── EXCERPTED PASSAGE ──

Food insecurity escalates in IGAD region amid climate shocks and multiple challenges

Woman prepares millet crops at Natirai farm Loima Sub Location Turkana County. [File, Standard]

Alarming levels of food insecurity have gripped the IGAD region, propelled by a relentless combination of drought, floods, locust infestations, the Covid-19 pandemic and ongoing conflicts. The situation has left over 50 million people across seven out of the eight member states in dire need of sustenance.

To counter these challenges, leaders within the IGAD member states are being urged to establish an inter-regional platform that enables coordinated early warnings and responses to address the escalating invasion of transboundary pests. This move is seen as a critical step towards mitigating the impacts of these relentless adversities.

Strengthening regional coordination, bolstering monitoring and forecasting capacities, as well as enhancing the capabilities of plant protection and desert locust control units within member states, have been identified as vital measures to avert impending disasters. These insights emerged during a significant meeting focused on bolstering regional cooperation to combat pressing threats posed by transboundary pests and to foster resilience within the region's vulnerable communities.

Dubbed the "Regional Conference on Risk Transfer and Transboundary Pest Management," the event provided a platform for dialogue, networking, and knowledge acquisition in areas concerning risk transfer, micro-insurance, and transboundary pest management.

In his address at the event, Mithika Linturi, Cabinet Secretary for Agriculture and Livestock Development, emphasized that the agricultural sector remains profoundly affected by multiple shocks and hazards attributed to climate change. These disruptions impact production and incomes across the region, leaving farmers grappling with an increasingly uncertain future.

Linturi highlighted the role of climate change, driven by global warming, in rendering weather patterns unpredictable and agriculture uncertain. He acknowledged that such challenges are often beyond the control of smallholder farmers who rely on rain-fed agriculture and employ low-tech farming methods, leaving them particularly vulnerable to droughts and floods.

───

(WORK ORDER 1) Write out the stretch of the IGAD food insecurity article from "Strengthening regional coordination, bolstering" through "region's vulnerable communities." word for word.
(WORK ORDER 2) Extend the article on food insecurity in the IGAD region, picking up after its final sentence.

── EXTRACTED INFORMATION ──

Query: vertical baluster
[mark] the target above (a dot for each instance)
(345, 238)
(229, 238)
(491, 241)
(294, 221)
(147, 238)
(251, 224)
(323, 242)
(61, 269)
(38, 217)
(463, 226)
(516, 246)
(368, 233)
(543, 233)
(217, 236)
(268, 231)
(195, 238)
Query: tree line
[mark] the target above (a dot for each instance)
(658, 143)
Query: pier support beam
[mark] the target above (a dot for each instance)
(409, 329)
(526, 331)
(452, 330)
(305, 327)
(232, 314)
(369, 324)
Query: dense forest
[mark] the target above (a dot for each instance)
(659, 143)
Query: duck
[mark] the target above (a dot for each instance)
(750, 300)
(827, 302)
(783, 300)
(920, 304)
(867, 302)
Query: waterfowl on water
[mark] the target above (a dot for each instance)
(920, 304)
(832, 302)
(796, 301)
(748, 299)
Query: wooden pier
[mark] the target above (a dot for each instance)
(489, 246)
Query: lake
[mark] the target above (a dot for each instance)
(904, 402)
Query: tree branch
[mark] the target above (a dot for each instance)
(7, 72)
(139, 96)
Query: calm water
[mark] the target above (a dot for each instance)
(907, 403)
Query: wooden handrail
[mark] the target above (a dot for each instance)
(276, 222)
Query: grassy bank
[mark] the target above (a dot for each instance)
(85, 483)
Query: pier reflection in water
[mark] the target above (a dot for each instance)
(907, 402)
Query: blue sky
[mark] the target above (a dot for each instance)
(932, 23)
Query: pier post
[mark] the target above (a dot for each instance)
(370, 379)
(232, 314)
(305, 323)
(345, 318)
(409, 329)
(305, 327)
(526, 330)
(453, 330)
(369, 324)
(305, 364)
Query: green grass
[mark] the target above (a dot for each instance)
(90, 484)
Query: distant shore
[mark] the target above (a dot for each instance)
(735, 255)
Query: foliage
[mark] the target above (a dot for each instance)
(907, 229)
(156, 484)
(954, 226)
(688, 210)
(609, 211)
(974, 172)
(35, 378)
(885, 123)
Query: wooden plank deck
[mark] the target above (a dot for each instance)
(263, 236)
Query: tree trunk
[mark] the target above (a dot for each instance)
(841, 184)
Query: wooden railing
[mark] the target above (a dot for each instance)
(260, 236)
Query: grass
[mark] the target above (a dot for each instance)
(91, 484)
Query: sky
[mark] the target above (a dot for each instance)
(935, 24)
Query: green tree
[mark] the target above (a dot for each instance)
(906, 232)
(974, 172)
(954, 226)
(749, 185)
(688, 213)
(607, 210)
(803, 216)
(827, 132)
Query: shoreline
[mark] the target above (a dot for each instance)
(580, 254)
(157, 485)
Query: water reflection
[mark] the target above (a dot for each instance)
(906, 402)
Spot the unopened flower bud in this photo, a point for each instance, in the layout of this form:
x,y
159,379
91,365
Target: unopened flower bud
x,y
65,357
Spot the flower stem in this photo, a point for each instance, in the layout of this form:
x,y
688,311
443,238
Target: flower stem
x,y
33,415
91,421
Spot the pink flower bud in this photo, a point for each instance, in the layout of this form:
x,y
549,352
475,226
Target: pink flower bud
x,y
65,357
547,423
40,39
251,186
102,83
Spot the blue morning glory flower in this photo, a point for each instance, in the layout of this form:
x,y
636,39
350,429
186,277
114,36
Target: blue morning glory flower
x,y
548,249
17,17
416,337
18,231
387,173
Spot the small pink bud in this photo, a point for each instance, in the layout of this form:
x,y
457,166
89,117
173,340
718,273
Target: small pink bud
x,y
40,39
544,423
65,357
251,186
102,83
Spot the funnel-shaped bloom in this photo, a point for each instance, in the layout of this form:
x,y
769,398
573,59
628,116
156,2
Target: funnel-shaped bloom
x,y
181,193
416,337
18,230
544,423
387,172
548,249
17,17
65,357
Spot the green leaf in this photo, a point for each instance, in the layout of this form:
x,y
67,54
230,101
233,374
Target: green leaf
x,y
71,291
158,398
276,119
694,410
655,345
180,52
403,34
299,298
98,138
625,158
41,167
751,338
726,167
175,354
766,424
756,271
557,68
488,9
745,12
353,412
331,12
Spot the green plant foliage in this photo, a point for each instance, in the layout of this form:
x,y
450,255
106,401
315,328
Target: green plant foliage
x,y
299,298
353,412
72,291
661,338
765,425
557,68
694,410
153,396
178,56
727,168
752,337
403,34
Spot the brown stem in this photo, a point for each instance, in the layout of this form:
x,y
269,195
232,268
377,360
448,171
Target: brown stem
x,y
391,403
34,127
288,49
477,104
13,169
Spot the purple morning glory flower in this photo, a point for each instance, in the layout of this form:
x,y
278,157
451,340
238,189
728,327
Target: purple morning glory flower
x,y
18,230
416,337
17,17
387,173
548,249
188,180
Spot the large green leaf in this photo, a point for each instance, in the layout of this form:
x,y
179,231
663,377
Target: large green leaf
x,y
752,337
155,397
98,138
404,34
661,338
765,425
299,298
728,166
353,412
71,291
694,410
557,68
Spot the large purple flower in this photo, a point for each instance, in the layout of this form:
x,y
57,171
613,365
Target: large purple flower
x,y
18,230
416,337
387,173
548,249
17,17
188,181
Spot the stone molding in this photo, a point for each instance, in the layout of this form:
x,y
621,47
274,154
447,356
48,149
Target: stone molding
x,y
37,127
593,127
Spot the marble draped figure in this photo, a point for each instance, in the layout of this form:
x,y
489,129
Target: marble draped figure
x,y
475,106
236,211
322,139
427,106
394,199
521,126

───

(ANSWER SPACE 1)
Strengthening regional coordination, bolstering monitoring and forecasting capacities, as well as enhancing the capabilities of plant protection and desert locust control units within member states, have been identified as vital measures to avert impending disasters. These insights emerged during a significant meeting focused on bolstering regional cooperation to combat pressing threats posed by transboundary pests and to foster resilience within the region's vulnerable communities.

(ANSWER SPACE 2)
To address these pressing issues, Linturi emphasized the necessity of generating relevant and reliable data for informed decision-making. He advocated for harnessing digital technology and remote-sensing data to enhance service delivery in arid and semi-arid regions.

Furthering the discourse, Dr Guleid Artan, Director of the Climate Prediction and Application Centre IGAD, highlighted the region's dire need for humanitarian assistance due to recurring depressed rains leading to severe, widespread droughts. These compounded shocks have not only eroded people's coping mechanisms but also disrupted livelihoods, displaced communities, and exacerbated resource-based conflicts in various parts of the region.

Hamdi Bukhari, UNHCR Principal Advisor on Solutions and Climate Change, emphasized the shared responsibility of eradicating transboundary pests among IGAD member states and partners. He stressed that collective efforts would not only bolster food security but also improve access to education and healthcare for the region's vulnerable populations.

As the IGAD region grapples with the convergence of climate shocks, leaders and stakeholders recognize the urgent need for coordinated action and regional cooperation to mitigate the impacts and secure a more resilient future for the communities affected.